= Data provided =
━━━━━━

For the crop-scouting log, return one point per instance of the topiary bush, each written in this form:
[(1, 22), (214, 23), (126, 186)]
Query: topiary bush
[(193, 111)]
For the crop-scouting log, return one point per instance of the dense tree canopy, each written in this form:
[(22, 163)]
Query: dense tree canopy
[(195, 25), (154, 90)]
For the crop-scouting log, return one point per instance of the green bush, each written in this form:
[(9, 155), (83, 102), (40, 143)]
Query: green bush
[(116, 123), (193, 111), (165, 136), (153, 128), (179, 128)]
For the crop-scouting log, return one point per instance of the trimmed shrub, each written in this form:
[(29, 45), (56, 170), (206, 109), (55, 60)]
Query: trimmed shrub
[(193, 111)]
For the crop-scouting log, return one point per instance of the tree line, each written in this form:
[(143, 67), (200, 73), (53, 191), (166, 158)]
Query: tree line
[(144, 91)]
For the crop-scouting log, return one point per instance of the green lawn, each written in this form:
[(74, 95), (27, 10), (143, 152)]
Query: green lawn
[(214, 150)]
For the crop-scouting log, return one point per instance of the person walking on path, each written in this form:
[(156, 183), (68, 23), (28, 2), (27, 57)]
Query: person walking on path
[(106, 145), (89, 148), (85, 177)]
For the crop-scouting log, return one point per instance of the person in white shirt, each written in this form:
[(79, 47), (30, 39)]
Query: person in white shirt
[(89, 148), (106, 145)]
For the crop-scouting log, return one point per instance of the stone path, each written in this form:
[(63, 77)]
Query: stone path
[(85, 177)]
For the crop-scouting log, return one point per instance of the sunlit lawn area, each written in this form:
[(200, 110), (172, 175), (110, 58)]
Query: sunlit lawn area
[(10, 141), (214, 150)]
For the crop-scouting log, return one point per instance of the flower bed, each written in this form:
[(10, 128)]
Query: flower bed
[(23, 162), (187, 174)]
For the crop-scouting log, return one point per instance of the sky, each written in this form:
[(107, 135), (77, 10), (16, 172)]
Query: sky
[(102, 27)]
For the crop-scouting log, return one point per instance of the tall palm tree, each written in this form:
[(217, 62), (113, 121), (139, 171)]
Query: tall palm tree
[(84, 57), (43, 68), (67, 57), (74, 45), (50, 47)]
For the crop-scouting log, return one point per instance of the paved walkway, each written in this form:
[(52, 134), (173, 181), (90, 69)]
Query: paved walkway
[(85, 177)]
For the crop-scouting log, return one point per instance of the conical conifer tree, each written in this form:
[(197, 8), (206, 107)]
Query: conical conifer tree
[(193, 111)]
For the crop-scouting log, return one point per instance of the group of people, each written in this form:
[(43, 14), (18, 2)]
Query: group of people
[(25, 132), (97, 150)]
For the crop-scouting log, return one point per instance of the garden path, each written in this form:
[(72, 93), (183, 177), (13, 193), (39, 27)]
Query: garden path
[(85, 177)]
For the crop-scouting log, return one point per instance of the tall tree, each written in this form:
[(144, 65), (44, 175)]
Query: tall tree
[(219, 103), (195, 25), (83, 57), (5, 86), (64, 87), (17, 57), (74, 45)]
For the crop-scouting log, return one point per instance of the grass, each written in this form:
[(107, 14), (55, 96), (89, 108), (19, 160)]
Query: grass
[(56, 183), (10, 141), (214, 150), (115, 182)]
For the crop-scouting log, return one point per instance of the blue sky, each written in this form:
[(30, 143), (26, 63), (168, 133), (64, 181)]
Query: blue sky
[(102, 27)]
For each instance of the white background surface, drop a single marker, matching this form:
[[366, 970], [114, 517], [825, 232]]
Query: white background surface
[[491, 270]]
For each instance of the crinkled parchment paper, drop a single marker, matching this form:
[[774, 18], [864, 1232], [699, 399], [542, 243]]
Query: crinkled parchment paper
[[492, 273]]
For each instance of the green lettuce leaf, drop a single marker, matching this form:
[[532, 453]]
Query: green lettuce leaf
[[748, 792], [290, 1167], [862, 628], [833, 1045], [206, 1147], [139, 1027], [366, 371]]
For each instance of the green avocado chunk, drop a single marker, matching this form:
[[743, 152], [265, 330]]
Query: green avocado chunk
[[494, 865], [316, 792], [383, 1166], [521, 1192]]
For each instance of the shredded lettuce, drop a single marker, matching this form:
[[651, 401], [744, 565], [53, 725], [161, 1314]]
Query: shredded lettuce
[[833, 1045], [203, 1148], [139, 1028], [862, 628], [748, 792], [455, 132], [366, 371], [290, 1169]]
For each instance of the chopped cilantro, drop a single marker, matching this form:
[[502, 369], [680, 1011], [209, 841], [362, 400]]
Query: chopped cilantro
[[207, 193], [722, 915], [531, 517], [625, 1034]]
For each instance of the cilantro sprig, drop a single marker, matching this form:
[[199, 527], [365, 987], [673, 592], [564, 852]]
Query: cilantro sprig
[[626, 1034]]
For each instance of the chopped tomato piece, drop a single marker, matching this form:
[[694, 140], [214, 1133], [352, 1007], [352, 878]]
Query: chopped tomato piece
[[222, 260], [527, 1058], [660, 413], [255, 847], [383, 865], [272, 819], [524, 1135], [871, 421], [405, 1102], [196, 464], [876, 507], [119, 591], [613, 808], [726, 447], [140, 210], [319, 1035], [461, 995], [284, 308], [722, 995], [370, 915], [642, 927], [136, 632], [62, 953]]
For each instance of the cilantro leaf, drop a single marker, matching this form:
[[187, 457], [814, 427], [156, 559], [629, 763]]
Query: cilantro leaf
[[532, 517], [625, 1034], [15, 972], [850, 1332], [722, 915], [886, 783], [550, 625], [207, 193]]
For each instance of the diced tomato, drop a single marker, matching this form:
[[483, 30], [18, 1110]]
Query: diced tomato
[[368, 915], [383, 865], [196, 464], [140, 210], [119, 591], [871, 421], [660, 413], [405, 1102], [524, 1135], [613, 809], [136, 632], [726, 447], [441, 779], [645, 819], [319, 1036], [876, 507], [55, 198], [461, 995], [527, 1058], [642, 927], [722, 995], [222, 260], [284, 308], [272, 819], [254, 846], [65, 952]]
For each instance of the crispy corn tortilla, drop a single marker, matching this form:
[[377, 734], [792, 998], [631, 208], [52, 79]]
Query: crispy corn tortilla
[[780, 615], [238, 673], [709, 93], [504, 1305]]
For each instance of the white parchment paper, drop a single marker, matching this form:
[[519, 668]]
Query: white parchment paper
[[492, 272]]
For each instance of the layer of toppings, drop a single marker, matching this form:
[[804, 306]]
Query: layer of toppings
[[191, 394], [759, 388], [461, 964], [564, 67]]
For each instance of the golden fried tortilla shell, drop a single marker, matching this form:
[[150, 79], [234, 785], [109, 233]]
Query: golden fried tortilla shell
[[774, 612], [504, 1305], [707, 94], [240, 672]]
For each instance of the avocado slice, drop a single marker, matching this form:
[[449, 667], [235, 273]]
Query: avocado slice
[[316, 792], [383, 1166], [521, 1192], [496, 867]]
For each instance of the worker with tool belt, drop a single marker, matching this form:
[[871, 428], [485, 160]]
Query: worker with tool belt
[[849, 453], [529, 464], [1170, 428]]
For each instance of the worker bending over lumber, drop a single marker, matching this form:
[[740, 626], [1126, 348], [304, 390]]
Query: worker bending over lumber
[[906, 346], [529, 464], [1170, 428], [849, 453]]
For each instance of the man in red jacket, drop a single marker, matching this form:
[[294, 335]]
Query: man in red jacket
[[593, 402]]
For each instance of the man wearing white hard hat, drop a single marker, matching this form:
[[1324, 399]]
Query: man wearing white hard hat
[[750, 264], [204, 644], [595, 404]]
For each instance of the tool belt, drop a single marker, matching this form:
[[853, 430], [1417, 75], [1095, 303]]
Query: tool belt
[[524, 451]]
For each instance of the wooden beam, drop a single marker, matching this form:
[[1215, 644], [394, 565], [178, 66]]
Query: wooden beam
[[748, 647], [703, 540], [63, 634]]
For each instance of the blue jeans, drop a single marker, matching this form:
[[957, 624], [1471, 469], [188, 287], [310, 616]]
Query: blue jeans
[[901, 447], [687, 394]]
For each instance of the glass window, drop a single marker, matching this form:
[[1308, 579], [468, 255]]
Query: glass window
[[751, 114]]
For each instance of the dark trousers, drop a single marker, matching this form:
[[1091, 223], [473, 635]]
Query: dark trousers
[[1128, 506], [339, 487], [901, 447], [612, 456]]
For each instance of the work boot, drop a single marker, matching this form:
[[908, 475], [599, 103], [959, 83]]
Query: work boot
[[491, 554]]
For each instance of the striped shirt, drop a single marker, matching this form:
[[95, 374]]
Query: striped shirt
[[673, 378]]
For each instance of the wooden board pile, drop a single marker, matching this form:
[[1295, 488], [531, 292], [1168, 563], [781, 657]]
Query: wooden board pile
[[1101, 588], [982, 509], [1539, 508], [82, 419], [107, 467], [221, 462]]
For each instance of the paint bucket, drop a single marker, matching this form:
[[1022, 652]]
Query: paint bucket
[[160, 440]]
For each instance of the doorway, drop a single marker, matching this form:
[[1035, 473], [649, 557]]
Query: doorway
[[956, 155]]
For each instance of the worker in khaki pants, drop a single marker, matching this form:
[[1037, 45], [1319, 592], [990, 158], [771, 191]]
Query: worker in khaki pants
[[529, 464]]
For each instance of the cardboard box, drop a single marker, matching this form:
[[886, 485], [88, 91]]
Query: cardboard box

━━━━━━

= The exercise =
Output the lines as a numbered list with blank lines omitted, beginning at the line that contains "For each instance of the tool" and ending after the line that contains "[[524, 451]]".

= Task result =
1. For each instance of the tool belt, drop a single marker, matching this form:
2. [[853, 430], [1417, 75], [1095, 303]]
3. Query: tool belt
4. [[524, 451]]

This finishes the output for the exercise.